# Task goal
Resume the account of the Rollins Hunger Banquet, continuing from the end of its last sentence.

# Supplied text
★ ★ ★ ★ ★
On Tuesday, April 1, Rollins Office of Community Engagement brought students together with their global communities by, ironically, dividing them. Not to be mistaken with The Hunger Games, the Hunger Banquet was an alternate reality, dividing its attendees into a lower, middle, or upper class, with corresponding experiences.
I came in with a group of three friends from my Social Entrepreneurship class and one tag-along, and we were scattered amongst all three socioeconomic classes. I was spontaneously assigned to the lower class at check-in, resulting in a night characterized by impatient real estate agents and an impulsive desire to project social change onto others.
I took on the identity of ‘Pierre’ as delegated to me by a paper slip. The slip read as follows: “I’m a forty-year-old man from Haiti who immigrated to the U.S. last year. I live with my son and his American wife. They were doing well until my son’s wife was diagnosed with breast cancer. The medical bills have become too much. We may lose the house soon.”
From here, I encountered an illegible and incomprehensible form at the “DMV” to illustrate the language barrier often afflicted upon lower-class members. When I was asking for an explanation, Rob Salmeron ‘14 overzealously confirmed that his industry could not help me, most likely due to my own incompetence.
I was delegated a job in construction at the “employment” booth, which did not give me ample room to improve my standing at all. All the while, I was watching members of the upper class purchase summer homes at the ‘housing’ booth.
Among all of these vendors, I was greeted with confusion, agitation, and indifference by the operators opposite me, yet observed a pleasant and accommodating system for those socially recognized as my “superiors.” I laughed it off as a simulation, but the message still held true that I was being treated unfairly because of the difficulty of my (Pierre’s) situation. Volunteer services, like Mustard Seed, were the most helpful in listening to my problems, giving me a plan of action, and trying to make a difference in my life instead of a profit. For those like Taylor White ‘16, in the middle class, the scenarios were far easier, but “nobody went out of their way for you like they did for those in the upper class.”
★ ★ ★ ★ ★
# Source material

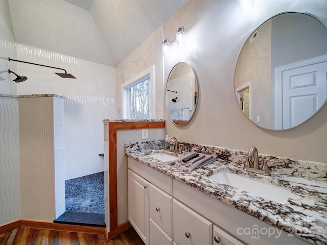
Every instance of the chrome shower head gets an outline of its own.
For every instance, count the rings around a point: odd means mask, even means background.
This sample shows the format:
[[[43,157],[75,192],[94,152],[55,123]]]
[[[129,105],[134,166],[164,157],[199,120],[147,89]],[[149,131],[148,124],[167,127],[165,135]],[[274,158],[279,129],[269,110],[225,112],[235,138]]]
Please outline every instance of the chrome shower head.
[[[16,78],[15,79],[14,79],[13,80],[12,80],[16,83],[21,83],[21,82],[24,82],[24,81],[27,80],[27,77],[24,77],[24,76],[18,75],[16,73],[14,72],[12,70],[10,70],[10,69],[8,70],[8,73],[9,74],[10,74],[11,73],[13,73],[16,75],[16,77],[17,77],[17,78]]]
[[[61,78],[76,78],[72,74],[69,74],[69,73],[59,73],[59,72],[55,72],[58,76],[60,77]]]

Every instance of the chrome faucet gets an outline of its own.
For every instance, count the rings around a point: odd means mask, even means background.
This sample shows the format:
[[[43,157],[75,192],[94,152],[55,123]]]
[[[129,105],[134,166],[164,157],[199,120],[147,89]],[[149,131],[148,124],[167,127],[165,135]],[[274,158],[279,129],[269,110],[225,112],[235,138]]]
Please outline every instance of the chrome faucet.
[[[259,157],[258,153],[258,149],[256,147],[251,147],[250,150],[249,150],[247,156],[244,156],[246,157],[246,161],[244,163],[244,169],[256,174],[262,174],[268,176],[270,175],[270,170],[267,164],[267,162],[268,161],[275,161],[269,159],[264,159],[264,164],[262,167],[260,168]]]
[[[171,143],[172,139],[173,139],[175,141],[174,143]],[[176,152],[178,153],[182,153],[182,144],[179,144],[177,139],[175,137],[171,137],[167,140],[167,143],[169,144],[169,150],[173,152]]]

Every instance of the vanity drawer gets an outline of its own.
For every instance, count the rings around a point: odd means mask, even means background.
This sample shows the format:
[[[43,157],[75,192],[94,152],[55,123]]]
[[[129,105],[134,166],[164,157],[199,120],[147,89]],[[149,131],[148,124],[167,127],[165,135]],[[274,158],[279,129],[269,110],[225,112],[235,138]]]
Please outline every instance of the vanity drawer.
★ ★ ★ ★ ★
# Result
We, the lower class, ended the night with a dry PB&J, as we begrudgingly watched the upper class indulge on a three-course meal, which concluded with chocolate cake that could give a small, starving country diabetes.
One of our own made it into the middle class at age 10 by inheriting her father’s life insurance when he passed away. Another member of the upper class was dragged down to the lower class when his wife divorced him and he lost the profitability of his high-end car dealership. Within moments, we were clapping with the people joining us in the wallows of poverty, and applauding those who managed to find a way out. We formed an instantaneous camaraderie, and it was almost unsettling as much as endearing how fast we were identifying positively with a group that was causing us so much personal strife.
Joined by the Zebra Coalition, Mustard Seed, and City Year as local entities of social impact, we learned that 60 percent of the United States falls in the bracket considered “lower class,” and one in five Americans are struggling to meet their nutritional needs. The Hunger Banquet’s entry fees and canned foods were all returning to the community but not without having put into perspective the local and global phenomenon in which many have no choice. Background can play a huge inhibiting role in determining the pathway to opportunity. Though not impossible, navigating these obstacles is difficult, resulting in perpetual cycles of inequality, poverty, and hunger. As the night concluded, half of us left with full stomachs, but we all left filled with a deeper understanding of our own good will and a desire to showcase that to the world.